--- YOUR TASK ---
Please output every entry below exactly as written, leaving out any pictures.

--- PROVIDED DATA ---
· · · · · · ·

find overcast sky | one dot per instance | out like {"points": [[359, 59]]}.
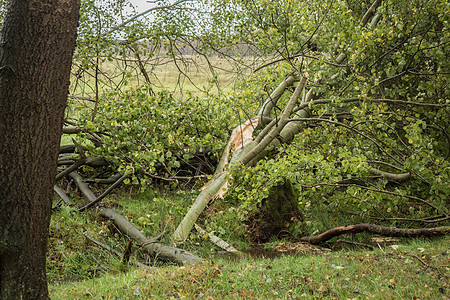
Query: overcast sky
{"points": [[141, 5]]}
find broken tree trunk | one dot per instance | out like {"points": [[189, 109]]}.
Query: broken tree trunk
{"points": [[247, 152], [381, 230]]}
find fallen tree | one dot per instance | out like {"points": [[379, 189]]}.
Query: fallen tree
{"points": [[377, 229], [152, 248]]}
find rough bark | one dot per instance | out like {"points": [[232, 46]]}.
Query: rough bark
{"points": [[381, 230], [36, 47]]}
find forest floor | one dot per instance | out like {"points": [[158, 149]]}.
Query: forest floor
{"points": [[281, 269]]}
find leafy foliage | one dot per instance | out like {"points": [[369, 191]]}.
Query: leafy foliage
{"points": [[386, 108], [160, 135]]}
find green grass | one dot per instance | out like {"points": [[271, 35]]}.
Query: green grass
{"points": [[412, 271], [79, 269]]}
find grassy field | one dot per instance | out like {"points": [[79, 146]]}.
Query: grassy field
{"points": [[187, 73], [418, 270], [78, 269]]}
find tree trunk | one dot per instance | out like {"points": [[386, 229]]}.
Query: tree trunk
{"points": [[36, 47]]}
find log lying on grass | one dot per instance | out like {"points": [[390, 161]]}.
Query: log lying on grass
{"points": [[381, 230], [155, 250]]}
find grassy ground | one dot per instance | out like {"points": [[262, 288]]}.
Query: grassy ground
{"points": [[417, 270], [78, 269]]}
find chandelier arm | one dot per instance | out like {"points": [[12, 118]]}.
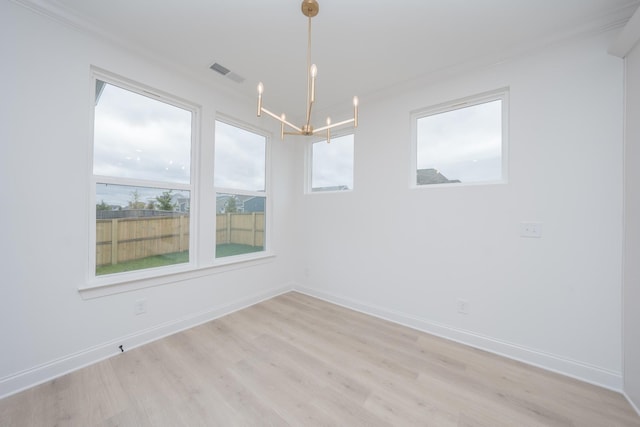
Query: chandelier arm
{"points": [[278, 118], [334, 125], [310, 78]]}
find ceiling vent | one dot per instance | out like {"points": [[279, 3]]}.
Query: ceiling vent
{"points": [[227, 72]]}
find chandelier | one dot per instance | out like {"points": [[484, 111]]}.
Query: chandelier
{"points": [[310, 9]]}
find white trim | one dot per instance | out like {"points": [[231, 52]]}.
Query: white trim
{"points": [[631, 402], [308, 164], [172, 274], [628, 37], [268, 228], [92, 280], [501, 94], [47, 371], [572, 368]]}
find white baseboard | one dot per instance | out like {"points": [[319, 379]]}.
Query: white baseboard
{"points": [[631, 402], [55, 368], [561, 365]]}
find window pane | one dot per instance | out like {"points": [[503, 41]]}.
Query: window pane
{"points": [[240, 224], [139, 137], [332, 164], [140, 227], [240, 158], [462, 145]]}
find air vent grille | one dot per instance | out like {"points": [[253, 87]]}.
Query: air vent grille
{"points": [[221, 69]]}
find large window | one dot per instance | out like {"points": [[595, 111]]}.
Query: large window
{"points": [[332, 164], [241, 190], [141, 178], [461, 142]]}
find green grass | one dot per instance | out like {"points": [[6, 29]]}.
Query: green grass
{"points": [[231, 249], [174, 258], [142, 263]]}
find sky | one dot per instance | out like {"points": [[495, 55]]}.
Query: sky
{"points": [[332, 163], [139, 137], [240, 161], [463, 144]]}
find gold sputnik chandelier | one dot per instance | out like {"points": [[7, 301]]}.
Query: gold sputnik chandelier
{"points": [[310, 9]]}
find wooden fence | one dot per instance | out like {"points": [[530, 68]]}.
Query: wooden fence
{"points": [[240, 228], [126, 239]]}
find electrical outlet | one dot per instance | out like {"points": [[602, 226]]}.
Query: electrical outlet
{"points": [[463, 306], [531, 229], [140, 307]]}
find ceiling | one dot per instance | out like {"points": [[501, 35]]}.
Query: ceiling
{"points": [[360, 47]]}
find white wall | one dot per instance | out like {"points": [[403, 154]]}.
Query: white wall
{"points": [[631, 320], [46, 327], [408, 255]]}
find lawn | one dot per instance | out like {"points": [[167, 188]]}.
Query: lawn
{"points": [[231, 249], [148, 262], [173, 258]]}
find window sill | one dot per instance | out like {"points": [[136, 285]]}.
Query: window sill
{"points": [[126, 282]]}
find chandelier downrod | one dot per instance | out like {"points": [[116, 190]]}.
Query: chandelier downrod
{"points": [[310, 8]]}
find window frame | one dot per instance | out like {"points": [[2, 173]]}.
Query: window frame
{"points": [[502, 95], [97, 281], [308, 163], [267, 247]]}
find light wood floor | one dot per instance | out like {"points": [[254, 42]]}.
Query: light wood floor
{"points": [[298, 361]]}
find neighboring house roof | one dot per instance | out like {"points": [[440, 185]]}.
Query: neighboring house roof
{"points": [[432, 176], [331, 188]]}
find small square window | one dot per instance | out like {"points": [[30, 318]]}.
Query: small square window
{"points": [[332, 164], [461, 142]]}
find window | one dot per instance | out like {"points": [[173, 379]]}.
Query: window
{"points": [[332, 164], [241, 190], [461, 142], [141, 178]]}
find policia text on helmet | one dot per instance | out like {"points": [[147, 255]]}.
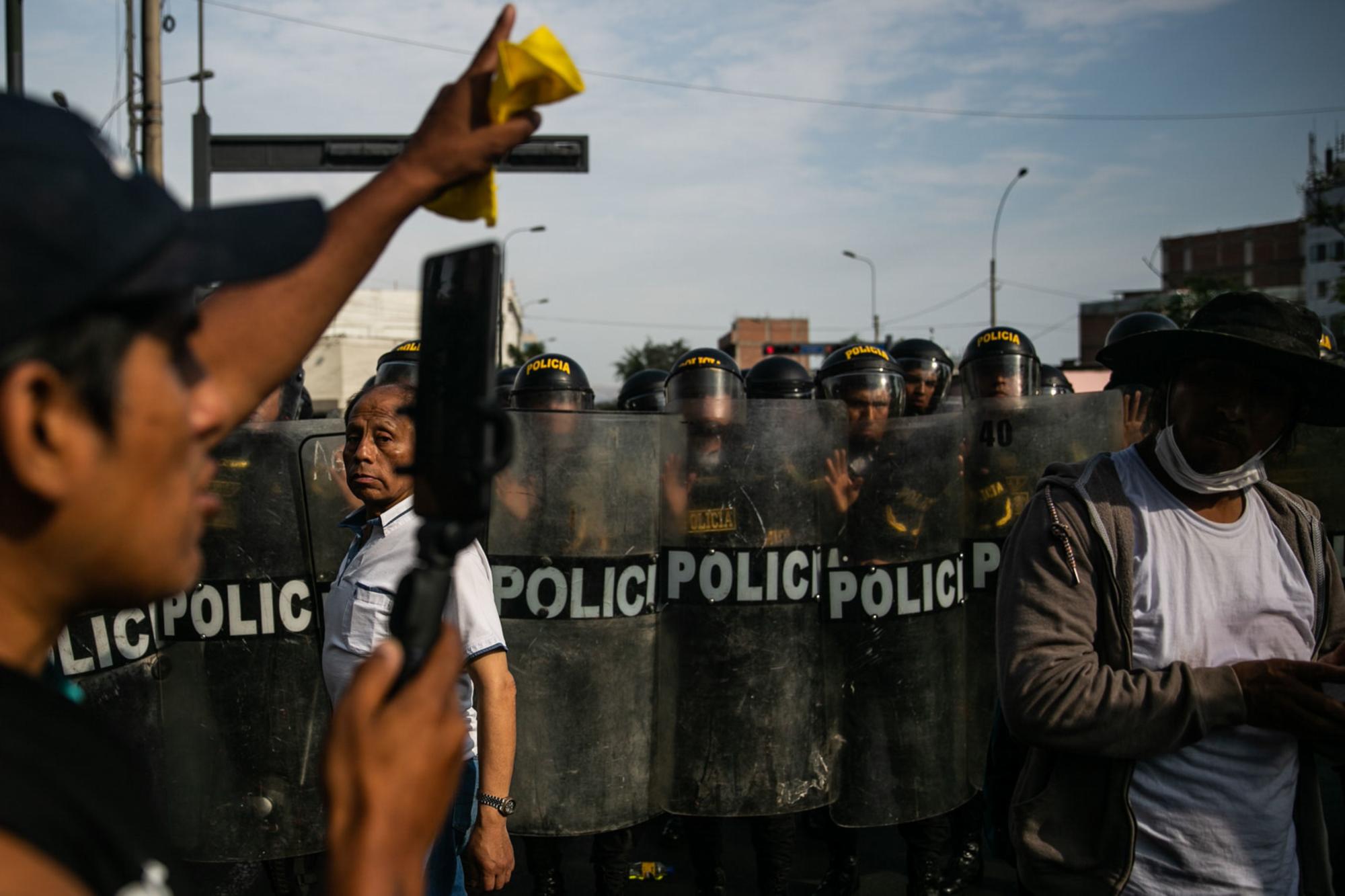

· · · · · · ·

--- PROBLEM SOLUTION ---
find overcast sky | one dot per instance | out like {"points": [[359, 59]]}.
Query: overcast sky
{"points": [[141, 5]]}
find broken tree trunk | one dot per instance | out like {"points": [[189, 109]]}.
Query: broken tree trunk
{"points": [[247, 152], [381, 230]]}
find fallen tree | one dot per instance | out like {"points": [[379, 189]]}.
Query: fallen tree
{"points": [[377, 229], [152, 248]]}
find rough bark | one dot per instance | out like {"points": [[232, 46]]}.
Query: rough bark
{"points": [[381, 230], [36, 47]]}
find forest floor | one dot per instance | out like {"points": [[158, 149]]}.
Query: forest floor
{"points": [[281, 269]]}
find leafy foliage | one dot per instance | out like {"points": [[369, 191]]}.
Query: leafy foliage
{"points": [[386, 108], [160, 135]]}
find green grass | one dot per instance | out like {"points": [[271, 35]]}.
Query: green grass
{"points": [[412, 271], [79, 269]]}
find grassy field | one dot per instance | out like {"points": [[79, 146]]}.
Query: grassy field
{"points": [[187, 73], [418, 270], [78, 269]]}
find tree trunk | one dot per instance | out like {"points": [[386, 229]]}.
Query: tree trunk
{"points": [[36, 47]]}
find log lying on grass | one dot per instance | out like {"points": [[390, 161]]}.
Query: log lying on grass
{"points": [[381, 230], [155, 250]]}
find grassy ground | one dot per instance | out like {"points": [[262, 288]]}.
Query: grassy ground
{"points": [[417, 270], [78, 269]]}
find chandelier arm | one dot per instance | out like {"points": [[12, 118]]}.
Query: chandelier arm
{"points": [[278, 118], [334, 125], [310, 78]]}
find ceiling vent | one dot per instance | out like {"points": [[279, 3]]}.
Query: ceiling vent
{"points": [[227, 72]]}
find chandelier | one dot per instance | out like {"points": [[484, 111]]}.
Query: chandelier
{"points": [[310, 9]]}
find white trim | one dot per instance | out like {"points": [[231, 52]]}.
Query: white trim
{"points": [[631, 402], [308, 164], [172, 274], [628, 37], [268, 228], [92, 280], [501, 94], [47, 371], [572, 368]]}
find white baseboard | one dot per instance | out like {"points": [[319, 379]]}.
Query: white baseboard
{"points": [[631, 402], [55, 368], [561, 365]]}
find window pane | one dot per instance | out like {"points": [[503, 41]]}.
Query: window pane
{"points": [[240, 224], [139, 137], [332, 164], [140, 227], [240, 158], [462, 145]]}
find air vent grille | one dot per instance | out like {"points": [[253, 87]]}.
Query: air vent grille
{"points": [[221, 69]]}
find large window | one dot per instance | out like {"points": [[595, 111]]}.
Query: large window
{"points": [[332, 164], [241, 190], [141, 178], [461, 142]]}
find green grass | one dot per instance | out like {"points": [[6, 29]]}.
Query: green grass
{"points": [[231, 249], [174, 258], [142, 263]]}
find sky | one dot per instance | out like {"points": [[495, 55]]}.
Query: sky
{"points": [[332, 163], [139, 137], [240, 161], [463, 144]]}
find gold sputnik chandelier | one dot per instance | out like {"points": [[7, 301]]}.
Query: gold sputnik chandelier
{"points": [[310, 9]]}
find wooden fence | one dot per instance | out like {"points": [[530, 68]]}.
Query: wooden fence
{"points": [[240, 228], [126, 239]]}
find electrical outlet | one dot per instance | out like {"points": [[602, 226]]}.
Query: electrical outlet
{"points": [[463, 306], [531, 229], [140, 307]]}
find ceiling | one dot per instance | out like {"points": [[501, 35]]}.
Query: ceiling
{"points": [[360, 47]]}
find white wall | one dot per instance | out like {"points": [[403, 154]]}.
Query: white wall
{"points": [[631, 320], [46, 327], [408, 255]]}
find lawn | one dot per instance | out like {"points": [[167, 188]]}.
Query: lawn
{"points": [[231, 249], [148, 262], [173, 258]]}
find window sill | one dot per instance | out like {"points": [[136, 285]]}.
Query: window sill
{"points": [[126, 282]]}
find chandelier downrod | one dot per instance | out like {"points": [[116, 190]]}.
Query: chandelier downrod
{"points": [[310, 8]]}
find window frame | one dot per instance | out like {"points": [[2, 173]]}.
Query: window frame
{"points": [[502, 95], [97, 281], [308, 163], [267, 247]]}
find light wood floor | one dot per instance | out like {"points": [[254, 42]]}.
Query: light wood floor
{"points": [[298, 361]]}
find neighboring house roof | one dot per instance | out like {"points": [[440, 185]]}.
Query: neighboring house roof
{"points": [[432, 176], [331, 188]]}
find small square window | one dot per instance | out like {"points": [[30, 318]]}.
Query: small square window
{"points": [[332, 164], [461, 142]]}
find window | one dot per instance | out like {"points": [[173, 379]]}.
Query: window
{"points": [[332, 164], [241, 190], [461, 142], [141, 178]]}
find policia text on helmet | one dot per instance | out like {"points": [[147, 255]]}.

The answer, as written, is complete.